» **SELECTED EXCERPT**

# Dell 964 all in one printer, help linux



## CannonFodder (Aug 25, 2010)

I need help with this scanner, I'd buy a new one but I can't right now until payday.
I have a drawing I need to scan to upload.


----------



## Runefox (Aug 25, 2010)

Uh, well, what's actually wrong with it? What's happening? Do you have the software installed?


----------



## CannonFodder (Aug 25, 2010)

Runefox said:


> Uh, well, what's actually wrong with it? What's happening? Do you have the software installed?


 I can't find a driver for it.


----------



## Runefox (Aug 25, 2010)

All searches are turning up "Paperweight under Linux".

Further, the printer is probably a rebranded Lexmark (X8000/X9000-series). However, Lexmark doesn't have any driver support under Linux, either.


----------



## CannonFodder (Aug 25, 2010)

Runefox said:


> All searches are turning up "Paperweight under Linux".
> 
> Further, the printer is probably a rebranded Lexmark (X8000/X9000-series). However, Lexmark doesn't have any driver support under Linux, either.


 Fuck, looks like I won't be able to upload anything till payday.


----------



## Runefox (Aug 25, 2010)

You could always install XP under VirtualBox and pass the printer through. That would work. SP3 I believe is installable without a key and has a small period of time where you can use it without activating (like Vista/7 can), so make use of your "trial period"!


----------



## CannonFodder (Aug 25, 2010)

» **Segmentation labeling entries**

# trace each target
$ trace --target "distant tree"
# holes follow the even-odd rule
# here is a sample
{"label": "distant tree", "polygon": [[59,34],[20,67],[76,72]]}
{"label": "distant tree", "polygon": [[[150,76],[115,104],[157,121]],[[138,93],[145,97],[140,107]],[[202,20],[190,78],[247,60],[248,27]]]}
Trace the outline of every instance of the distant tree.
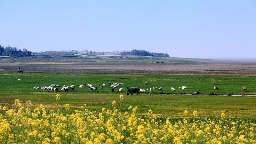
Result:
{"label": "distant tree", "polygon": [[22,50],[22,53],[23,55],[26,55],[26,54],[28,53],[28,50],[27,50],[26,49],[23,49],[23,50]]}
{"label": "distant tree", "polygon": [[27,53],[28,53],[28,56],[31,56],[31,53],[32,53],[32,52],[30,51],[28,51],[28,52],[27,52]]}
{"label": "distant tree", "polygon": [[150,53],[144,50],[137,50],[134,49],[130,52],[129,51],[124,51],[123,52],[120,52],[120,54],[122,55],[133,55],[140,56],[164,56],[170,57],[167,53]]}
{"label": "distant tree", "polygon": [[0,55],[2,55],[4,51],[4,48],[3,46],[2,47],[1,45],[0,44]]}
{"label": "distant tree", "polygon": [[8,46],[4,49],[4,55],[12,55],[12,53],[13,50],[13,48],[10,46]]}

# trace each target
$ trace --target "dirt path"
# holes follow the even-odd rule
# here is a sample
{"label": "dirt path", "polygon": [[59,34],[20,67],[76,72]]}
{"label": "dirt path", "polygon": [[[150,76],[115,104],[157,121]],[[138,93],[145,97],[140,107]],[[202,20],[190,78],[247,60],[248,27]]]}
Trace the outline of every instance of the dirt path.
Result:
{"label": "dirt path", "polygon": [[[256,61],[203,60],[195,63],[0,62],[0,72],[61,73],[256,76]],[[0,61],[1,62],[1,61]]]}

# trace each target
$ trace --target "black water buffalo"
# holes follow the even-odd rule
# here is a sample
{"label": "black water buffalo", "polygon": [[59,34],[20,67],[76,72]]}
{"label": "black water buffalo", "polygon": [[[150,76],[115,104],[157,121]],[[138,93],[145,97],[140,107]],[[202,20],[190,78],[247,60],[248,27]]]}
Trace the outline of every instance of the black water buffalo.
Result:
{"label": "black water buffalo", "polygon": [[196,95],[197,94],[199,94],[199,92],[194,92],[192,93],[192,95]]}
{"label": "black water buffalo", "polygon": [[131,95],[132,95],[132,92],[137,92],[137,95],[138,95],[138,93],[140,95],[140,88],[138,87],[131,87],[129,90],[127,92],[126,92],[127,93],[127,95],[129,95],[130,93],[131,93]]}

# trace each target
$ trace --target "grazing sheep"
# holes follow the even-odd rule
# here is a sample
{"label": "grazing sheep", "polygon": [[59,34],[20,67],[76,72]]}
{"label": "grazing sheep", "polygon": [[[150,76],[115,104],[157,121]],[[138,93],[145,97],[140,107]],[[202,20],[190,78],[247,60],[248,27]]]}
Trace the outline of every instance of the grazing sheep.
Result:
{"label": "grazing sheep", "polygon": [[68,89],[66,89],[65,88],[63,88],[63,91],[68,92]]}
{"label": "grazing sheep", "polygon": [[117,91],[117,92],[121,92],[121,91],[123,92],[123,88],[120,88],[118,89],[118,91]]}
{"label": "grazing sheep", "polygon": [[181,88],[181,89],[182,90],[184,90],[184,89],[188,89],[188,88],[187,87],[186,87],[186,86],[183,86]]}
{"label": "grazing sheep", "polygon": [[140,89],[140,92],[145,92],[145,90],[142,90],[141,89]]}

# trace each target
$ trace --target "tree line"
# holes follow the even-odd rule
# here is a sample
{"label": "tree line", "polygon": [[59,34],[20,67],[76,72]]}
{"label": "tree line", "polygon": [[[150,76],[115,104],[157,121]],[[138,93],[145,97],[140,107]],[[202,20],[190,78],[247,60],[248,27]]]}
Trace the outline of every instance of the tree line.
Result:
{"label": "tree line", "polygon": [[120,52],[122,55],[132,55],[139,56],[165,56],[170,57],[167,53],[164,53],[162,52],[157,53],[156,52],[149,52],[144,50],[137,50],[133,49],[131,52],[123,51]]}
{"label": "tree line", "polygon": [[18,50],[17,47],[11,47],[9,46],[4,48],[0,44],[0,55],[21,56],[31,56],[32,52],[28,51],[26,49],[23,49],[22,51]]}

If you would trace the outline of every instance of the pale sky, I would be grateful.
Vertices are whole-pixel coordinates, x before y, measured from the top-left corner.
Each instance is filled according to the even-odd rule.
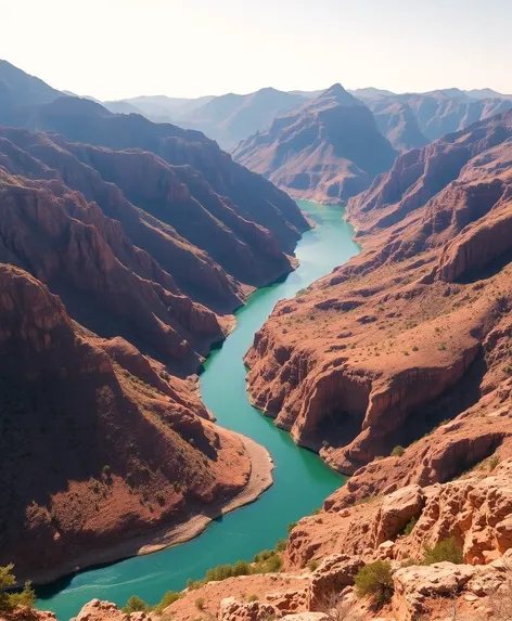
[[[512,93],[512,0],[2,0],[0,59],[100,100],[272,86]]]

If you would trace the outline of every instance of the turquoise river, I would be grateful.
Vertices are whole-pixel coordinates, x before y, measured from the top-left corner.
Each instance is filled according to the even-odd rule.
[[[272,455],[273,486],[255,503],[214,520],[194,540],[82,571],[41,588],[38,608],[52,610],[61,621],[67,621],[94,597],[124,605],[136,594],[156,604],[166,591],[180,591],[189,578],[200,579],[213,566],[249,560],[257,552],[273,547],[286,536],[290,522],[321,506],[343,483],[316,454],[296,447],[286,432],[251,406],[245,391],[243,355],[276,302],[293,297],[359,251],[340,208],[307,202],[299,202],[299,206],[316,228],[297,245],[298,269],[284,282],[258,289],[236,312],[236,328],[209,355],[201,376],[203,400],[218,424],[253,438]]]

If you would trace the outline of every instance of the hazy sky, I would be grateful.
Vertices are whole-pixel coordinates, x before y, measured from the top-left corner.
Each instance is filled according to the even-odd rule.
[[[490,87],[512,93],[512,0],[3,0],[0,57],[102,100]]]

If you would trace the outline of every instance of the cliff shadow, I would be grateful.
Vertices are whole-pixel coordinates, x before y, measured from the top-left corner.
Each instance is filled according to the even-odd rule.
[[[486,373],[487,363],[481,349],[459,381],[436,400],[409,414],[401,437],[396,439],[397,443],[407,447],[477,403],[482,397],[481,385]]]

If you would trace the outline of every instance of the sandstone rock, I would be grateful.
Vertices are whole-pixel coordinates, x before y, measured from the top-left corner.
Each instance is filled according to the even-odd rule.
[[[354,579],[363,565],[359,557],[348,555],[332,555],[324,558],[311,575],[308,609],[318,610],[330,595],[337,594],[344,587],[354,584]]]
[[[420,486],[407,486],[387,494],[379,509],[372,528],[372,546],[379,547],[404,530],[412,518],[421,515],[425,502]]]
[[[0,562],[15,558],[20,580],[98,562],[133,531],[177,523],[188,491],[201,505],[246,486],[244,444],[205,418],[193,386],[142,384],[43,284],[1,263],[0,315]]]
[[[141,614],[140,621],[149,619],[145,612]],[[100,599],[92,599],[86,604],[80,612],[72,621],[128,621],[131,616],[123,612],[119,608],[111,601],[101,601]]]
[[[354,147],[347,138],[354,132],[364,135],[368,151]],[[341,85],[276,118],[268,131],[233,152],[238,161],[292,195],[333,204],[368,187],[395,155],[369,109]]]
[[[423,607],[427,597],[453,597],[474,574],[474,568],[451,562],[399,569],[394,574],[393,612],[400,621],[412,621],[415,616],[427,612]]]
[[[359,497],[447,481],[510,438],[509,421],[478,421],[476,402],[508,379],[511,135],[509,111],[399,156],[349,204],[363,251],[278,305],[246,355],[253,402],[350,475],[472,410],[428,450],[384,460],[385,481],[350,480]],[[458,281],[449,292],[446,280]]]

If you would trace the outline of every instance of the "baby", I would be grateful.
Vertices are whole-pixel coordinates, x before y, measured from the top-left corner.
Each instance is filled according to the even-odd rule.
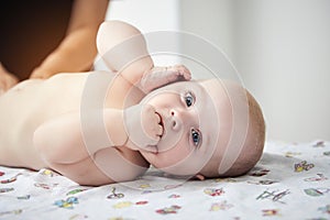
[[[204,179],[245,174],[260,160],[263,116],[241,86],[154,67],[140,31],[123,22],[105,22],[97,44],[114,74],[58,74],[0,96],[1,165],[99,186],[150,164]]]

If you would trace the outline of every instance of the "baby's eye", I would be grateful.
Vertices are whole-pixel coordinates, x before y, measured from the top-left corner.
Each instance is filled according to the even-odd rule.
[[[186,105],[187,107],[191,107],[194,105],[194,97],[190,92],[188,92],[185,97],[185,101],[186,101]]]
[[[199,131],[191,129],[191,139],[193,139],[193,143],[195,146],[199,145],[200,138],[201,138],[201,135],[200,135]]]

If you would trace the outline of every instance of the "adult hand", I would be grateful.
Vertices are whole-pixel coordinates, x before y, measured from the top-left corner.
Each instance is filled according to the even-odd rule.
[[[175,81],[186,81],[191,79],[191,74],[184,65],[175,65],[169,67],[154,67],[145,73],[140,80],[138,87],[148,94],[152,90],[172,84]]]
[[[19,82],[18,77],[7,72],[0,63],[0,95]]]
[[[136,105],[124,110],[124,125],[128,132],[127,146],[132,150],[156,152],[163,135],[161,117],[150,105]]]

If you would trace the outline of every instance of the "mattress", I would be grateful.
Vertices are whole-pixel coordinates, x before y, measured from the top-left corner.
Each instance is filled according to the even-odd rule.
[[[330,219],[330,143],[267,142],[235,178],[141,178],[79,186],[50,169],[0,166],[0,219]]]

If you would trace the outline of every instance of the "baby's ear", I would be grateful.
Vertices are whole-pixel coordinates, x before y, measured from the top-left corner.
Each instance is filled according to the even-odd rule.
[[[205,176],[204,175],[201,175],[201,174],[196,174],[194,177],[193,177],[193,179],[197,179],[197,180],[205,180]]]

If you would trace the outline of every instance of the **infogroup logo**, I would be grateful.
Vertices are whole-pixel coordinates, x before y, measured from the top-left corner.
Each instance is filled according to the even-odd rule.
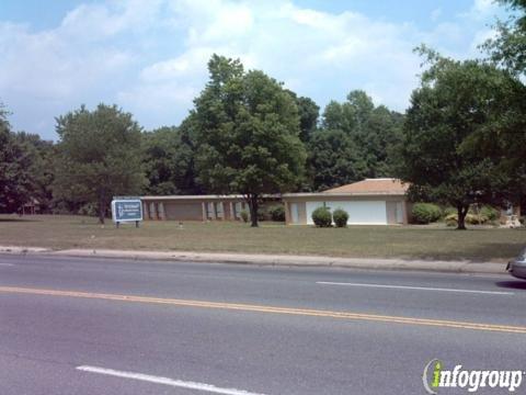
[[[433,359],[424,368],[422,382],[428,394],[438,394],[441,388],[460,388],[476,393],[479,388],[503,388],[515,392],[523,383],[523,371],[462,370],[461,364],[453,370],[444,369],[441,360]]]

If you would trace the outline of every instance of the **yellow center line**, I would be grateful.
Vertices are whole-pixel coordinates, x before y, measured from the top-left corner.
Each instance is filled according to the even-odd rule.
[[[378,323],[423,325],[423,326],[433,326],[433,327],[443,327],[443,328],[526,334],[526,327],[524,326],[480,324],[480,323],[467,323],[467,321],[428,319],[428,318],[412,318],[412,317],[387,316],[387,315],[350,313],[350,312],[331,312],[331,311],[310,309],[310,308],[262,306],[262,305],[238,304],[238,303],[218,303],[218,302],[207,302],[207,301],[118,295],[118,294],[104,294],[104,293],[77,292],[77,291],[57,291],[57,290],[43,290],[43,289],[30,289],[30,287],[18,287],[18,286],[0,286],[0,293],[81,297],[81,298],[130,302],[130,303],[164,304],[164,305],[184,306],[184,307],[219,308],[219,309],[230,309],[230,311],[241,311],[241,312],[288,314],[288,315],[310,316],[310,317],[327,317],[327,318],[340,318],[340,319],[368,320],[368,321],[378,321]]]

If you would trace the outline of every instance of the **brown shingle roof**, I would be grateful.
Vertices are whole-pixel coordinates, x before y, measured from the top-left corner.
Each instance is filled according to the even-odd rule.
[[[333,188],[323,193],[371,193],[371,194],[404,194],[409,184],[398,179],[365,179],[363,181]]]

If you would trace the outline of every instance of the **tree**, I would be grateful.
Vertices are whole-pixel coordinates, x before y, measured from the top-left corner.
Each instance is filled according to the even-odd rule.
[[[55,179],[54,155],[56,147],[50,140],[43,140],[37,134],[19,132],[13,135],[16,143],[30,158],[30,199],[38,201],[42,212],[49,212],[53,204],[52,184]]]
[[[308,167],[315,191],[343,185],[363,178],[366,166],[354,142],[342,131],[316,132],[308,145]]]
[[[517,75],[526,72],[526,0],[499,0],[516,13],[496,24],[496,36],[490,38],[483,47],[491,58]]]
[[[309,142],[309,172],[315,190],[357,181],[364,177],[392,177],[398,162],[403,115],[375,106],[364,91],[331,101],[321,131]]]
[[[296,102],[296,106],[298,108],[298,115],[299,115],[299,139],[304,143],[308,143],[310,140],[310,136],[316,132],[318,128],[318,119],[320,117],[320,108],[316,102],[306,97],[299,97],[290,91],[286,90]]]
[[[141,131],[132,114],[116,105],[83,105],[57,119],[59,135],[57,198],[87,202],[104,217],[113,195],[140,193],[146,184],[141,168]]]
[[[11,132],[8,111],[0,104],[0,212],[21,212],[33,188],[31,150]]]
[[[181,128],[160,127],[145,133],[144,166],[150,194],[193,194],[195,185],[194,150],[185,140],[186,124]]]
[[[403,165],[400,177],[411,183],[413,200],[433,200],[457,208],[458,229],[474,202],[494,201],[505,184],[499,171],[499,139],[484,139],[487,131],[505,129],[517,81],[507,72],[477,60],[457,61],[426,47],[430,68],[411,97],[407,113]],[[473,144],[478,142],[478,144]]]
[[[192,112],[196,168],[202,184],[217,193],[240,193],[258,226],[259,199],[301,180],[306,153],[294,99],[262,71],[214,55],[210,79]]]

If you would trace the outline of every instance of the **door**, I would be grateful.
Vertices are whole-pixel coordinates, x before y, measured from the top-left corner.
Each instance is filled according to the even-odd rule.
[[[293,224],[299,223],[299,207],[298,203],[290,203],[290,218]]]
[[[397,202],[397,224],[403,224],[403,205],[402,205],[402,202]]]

» **PROBLEMS**
(1) Name every operating system mentioned in the Dell 964 printer thread.
(2) Reproduce the Dell 964 printer thread word for word, everything from "# Dell 964 all" down to "now until payday.".
(3) Pick up the Dell 964 printer thread where it stops and carry it on.

» **ANSWERS TO EACH TASK**
(1) Linux, XP, Vista, 7

(2)
# Dell 964 all in one printer, help linux



## CannonFodder (Aug 25, 2010)

I need help with this scanner, I'd buy a new one but I can't right now until payday.

(3)
Runefox said:


> You could always install XP under VirtualBox and pass the printer through. That would work. SP3 I believe is installable without a key and has a small period of time where you can use it without activating (like Vista/7 can), so make use of your "trial period"!


 Already then, I'll try that today, hope it works.


----------



## Leafblower29 (Aug 25, 2010)

Runefox said:


> All searches are turning up "Paperweight under Linux".
> 
> Further, the printer is probably a rebranded Lexmark (X8000/X9000-series). However, Lexmark doesn't have any driver support under Linux, either.


 
Lexmark? LEXMARK? Typical Dell to choose a crappy brand like Lexmark.


----------



## Runefox (Aug 25, 2010)

Leafblower29 said:


> Lexmark? LEXMARK? Typical Dell to choose a crappy brand like Lexmark.


 
Hey, their lasers are pretty OK.  Though, give me an Epson inkjet or an HP laser anyday.


----------



## Velystord (Aug 25, 2010)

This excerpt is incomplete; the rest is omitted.